# Text start
Faced with all these costs, researchers naturally look for funding to cover expenses. That includes making proposals to grant-making organizations like the Alfred P. Sloan Foundation. When describing my work there, I often say that I am in the public goods business. That framing, when invoked in discussions of open data as a pure public good, suggests that the provision of data depends on solving a collective action problem, that is, a game where the natural Nash equilibrium fails to be Pareto efficient.

Under such circumstances, social science lore recommends nudging players to take their social obligations seriously and to internalize more of the benefits that might accrue to others. J-PAL and similar groups have made progress this way, as described above, motivated by compelling goals like the alleviation of poverty and supported by substantial grants from private and public sponsors. But while philanthropy can proudly provide start-up funds, the sustainable provision of public goods ultimately depends on fundamental shifts in cultural, institutional, or legal support.
# Text end
# Input data start
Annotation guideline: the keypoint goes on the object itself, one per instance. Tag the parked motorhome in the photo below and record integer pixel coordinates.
# Input data end
# Input data start
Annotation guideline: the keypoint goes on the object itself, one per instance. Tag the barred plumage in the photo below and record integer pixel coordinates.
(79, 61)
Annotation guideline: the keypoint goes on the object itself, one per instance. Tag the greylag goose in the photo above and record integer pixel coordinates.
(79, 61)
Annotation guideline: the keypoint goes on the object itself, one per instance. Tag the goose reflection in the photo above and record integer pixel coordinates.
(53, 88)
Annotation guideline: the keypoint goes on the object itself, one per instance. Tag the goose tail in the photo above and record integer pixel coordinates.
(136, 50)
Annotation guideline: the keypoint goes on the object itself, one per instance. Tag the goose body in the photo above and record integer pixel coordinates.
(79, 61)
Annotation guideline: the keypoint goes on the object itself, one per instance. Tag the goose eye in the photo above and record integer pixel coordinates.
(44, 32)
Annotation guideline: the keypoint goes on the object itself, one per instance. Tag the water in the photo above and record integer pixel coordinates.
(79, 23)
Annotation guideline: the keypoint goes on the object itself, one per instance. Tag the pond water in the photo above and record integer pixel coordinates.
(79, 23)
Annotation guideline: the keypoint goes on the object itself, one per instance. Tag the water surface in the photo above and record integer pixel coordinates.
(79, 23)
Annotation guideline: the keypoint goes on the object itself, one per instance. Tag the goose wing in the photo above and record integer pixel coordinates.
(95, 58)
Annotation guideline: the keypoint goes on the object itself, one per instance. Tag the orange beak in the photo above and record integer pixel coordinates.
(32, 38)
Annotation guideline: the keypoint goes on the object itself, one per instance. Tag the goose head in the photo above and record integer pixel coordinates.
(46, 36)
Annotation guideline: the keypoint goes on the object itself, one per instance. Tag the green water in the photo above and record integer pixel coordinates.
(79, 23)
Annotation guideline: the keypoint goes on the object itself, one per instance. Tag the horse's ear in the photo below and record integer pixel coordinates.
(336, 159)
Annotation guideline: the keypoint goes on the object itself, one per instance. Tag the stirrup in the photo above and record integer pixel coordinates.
# Input data end
# Input data start
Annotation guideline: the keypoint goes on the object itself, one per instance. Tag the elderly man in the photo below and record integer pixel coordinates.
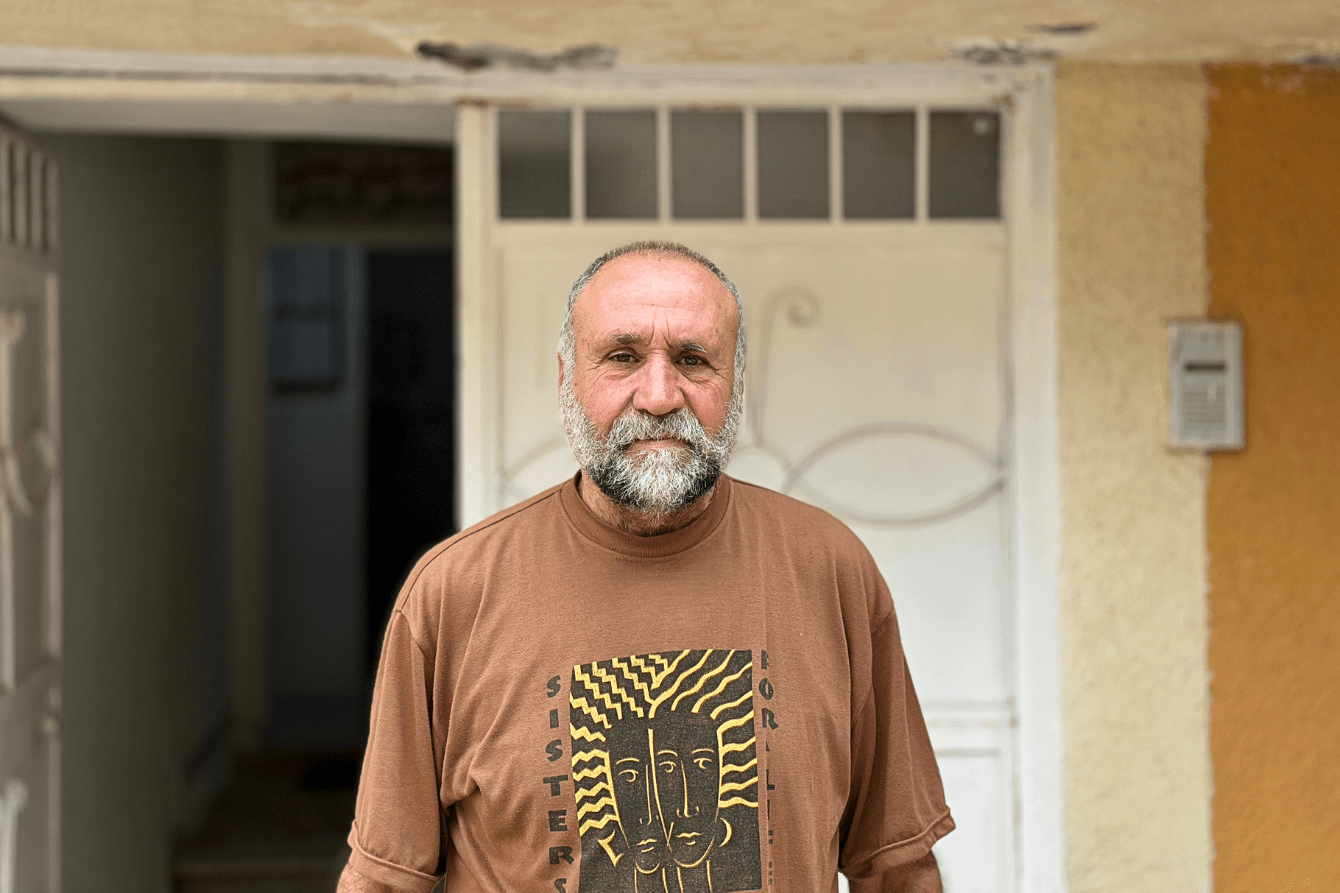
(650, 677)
# Input data end
**Exercises**
a - Write out the entries between the line holding "Tag the green" and the line holding "Tag the stirrup", inclusive, reproducing each line verbatim.
b - Carry the passage on funding open data as a public good further, starting after its last sentence.
The passage on funding open data has no connection to the entries.

**Task-by-task results**
a -
Annotation guideline: the keypoint goes on the object itself, one per instance. Tag the green water in the photo above and record integer pixel coordinates.
(79, 23)
Annotation guideline: the keypoint goes on the object itself, one per instance. Tag the horse's ear in the photo below and record integer pixel coordinates.
(336, 159)
Annotation guideline: the keypoint goes on the object itself, one per instance. Tag the stirrup in the photo above and record integer pixel coordinates.

b -
In other words, calling a commodity a “public good” may sound like praising it as worthy for funding. But to a grant-maker, the technical term “public good” just signals that, short of tax dollars or philanthropic support, financing will be difficult and sustainability will be very difficult. Cases where grants do help a community solve a collective action problem and provide a public good can be very productive, compelling, and gratifying, of course. The Handbook describes excellent examples, including the tools, systems, knowledge, and access mechanisms that facilitate research on administrative data.

Not everything of social value has to be a public good like this in the technical sense. As chapters in the Handbook indicate, conducting research on a dataset—administrative or not—uses up its evidentiary value, especially if the data describes sensitive information about individuals. Talk of budgets, in this case for privacy and validity, evokes the way economists usually analyze the provision of commodities other than public goods.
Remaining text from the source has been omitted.